___ Page extract

Any thoughts for today's social and intellectual environment?

(If you choose to respond, it's probably better to do it to the list.)

Bob Kosovsky
New York Public Library--Music Division
bitnet: kos@cunyvms1.bitnet
internet: kos@cunyvms1.gc.cuny.edu
(2) --------------------------------------------------------------44----
Date: Sun, 07 Apr 91 23:45:42 EDT
From: Elli Mylonas <ELLI@BROWNVM>
Subject: Whipping Tops

I would like to begin by thanking all those who answered my queries
about sources for medical writers and also about old English fonts.
The answers have been passed on and are much appreciated. I now have
a question on my own account.

In Tibullus 1.5, the poet is not able to be firm and leave his
girlfriend. He then goes on to describe how he is in love, and
has no control over himself. (This is a rough summary)

namque agor ut per plana citus sola verbere turben
quem celer adueta versat ab arte puer

for I am driven like a swift top on the flat ground by a whip
which an agile boy spins with accustomed skill.

(rough translation, sorry...)

However, my question is, how does a whipping top work exactly?
I know about spinning tops that have a string wrapped around the
shank, which is pulled to get the top to spin, like a gyroscope.
This top, however, is not only set in motion by the "whip", but appears
to be kept in motion by it.

I looked in the OCD, which only mentions the existence of such toys.
I also looked in the OED, which describes whipping tops, and how
they are kept in motion by a whip.

______
___ Data for analysis

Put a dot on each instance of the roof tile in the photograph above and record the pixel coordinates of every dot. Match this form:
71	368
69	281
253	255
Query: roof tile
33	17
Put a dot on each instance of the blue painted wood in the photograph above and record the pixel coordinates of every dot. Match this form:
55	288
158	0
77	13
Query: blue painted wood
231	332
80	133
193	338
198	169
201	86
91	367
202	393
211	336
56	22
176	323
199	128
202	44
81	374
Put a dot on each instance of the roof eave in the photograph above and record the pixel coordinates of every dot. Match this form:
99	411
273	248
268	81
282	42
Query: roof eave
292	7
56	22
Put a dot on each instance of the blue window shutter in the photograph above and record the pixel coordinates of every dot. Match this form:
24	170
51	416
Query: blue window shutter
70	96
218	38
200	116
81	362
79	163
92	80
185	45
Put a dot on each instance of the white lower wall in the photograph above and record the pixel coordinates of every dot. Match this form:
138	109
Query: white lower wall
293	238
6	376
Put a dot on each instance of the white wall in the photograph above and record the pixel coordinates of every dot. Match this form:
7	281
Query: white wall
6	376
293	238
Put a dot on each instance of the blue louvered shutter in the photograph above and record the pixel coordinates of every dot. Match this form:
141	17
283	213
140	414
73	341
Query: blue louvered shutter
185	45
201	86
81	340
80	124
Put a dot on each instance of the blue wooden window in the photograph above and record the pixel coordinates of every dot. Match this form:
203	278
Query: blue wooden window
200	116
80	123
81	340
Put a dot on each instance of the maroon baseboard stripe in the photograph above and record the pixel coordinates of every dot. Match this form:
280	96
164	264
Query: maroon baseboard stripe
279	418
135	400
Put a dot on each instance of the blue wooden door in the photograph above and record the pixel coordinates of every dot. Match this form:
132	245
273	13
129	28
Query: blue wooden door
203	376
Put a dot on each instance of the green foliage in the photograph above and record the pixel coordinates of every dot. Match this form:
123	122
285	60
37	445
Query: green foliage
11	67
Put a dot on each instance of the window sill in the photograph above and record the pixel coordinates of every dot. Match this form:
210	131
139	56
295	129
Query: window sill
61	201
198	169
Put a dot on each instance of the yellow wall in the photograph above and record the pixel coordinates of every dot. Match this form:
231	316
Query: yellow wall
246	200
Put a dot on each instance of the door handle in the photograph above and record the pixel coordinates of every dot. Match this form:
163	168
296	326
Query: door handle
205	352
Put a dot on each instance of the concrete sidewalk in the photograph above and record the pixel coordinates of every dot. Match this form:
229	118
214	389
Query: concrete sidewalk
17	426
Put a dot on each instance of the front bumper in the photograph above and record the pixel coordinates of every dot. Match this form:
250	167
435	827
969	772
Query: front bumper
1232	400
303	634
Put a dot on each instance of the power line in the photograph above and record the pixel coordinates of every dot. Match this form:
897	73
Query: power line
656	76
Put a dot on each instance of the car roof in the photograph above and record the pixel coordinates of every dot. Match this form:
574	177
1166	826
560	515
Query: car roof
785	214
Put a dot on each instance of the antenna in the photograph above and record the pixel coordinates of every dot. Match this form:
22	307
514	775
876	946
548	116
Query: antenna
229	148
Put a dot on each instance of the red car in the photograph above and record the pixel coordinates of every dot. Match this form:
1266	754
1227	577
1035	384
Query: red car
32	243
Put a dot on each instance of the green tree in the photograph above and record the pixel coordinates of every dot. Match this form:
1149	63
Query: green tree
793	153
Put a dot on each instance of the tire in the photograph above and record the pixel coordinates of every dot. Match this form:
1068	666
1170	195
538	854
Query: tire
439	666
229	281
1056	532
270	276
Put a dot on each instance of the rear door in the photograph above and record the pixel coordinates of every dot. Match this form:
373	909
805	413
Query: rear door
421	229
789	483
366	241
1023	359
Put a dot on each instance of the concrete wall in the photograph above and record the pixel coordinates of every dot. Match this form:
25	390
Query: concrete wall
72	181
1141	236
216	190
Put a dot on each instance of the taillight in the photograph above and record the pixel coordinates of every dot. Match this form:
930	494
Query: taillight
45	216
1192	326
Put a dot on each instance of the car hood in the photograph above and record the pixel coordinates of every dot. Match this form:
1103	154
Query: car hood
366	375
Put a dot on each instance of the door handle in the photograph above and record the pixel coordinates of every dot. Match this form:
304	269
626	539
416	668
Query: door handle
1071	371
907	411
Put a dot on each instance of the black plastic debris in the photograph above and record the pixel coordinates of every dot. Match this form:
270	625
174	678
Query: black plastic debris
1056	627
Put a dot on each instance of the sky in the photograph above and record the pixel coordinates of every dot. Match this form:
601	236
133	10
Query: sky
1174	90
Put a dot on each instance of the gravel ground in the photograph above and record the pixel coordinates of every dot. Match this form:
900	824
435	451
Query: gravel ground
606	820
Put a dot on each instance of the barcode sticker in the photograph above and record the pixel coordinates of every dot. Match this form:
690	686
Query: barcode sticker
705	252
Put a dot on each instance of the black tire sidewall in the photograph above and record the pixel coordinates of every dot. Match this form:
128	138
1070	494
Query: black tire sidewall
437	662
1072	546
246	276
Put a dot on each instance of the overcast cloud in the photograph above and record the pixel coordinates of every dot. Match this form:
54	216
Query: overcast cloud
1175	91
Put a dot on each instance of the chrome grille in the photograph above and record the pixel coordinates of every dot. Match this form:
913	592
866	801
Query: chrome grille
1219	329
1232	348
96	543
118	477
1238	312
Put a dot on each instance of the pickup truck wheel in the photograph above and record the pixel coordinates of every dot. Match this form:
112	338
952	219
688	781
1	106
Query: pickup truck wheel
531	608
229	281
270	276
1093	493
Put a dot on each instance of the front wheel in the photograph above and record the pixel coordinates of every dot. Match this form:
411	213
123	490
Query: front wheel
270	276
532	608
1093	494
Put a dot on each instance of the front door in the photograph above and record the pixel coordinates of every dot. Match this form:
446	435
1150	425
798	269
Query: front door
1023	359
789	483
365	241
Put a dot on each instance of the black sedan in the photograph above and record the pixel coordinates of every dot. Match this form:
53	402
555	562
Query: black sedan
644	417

______

> _Task instructions_:
Condense the paragraph starting "However, my question is" from the whipping-top message above, keeping its main facts.

> _Answer to this problem_:
The writer asks how a whipping top actually works. Familiar tops spin like a gyroscope when a string wrapped around the shank is pulled, but this top seems to be both started and kept spinning by the "whip."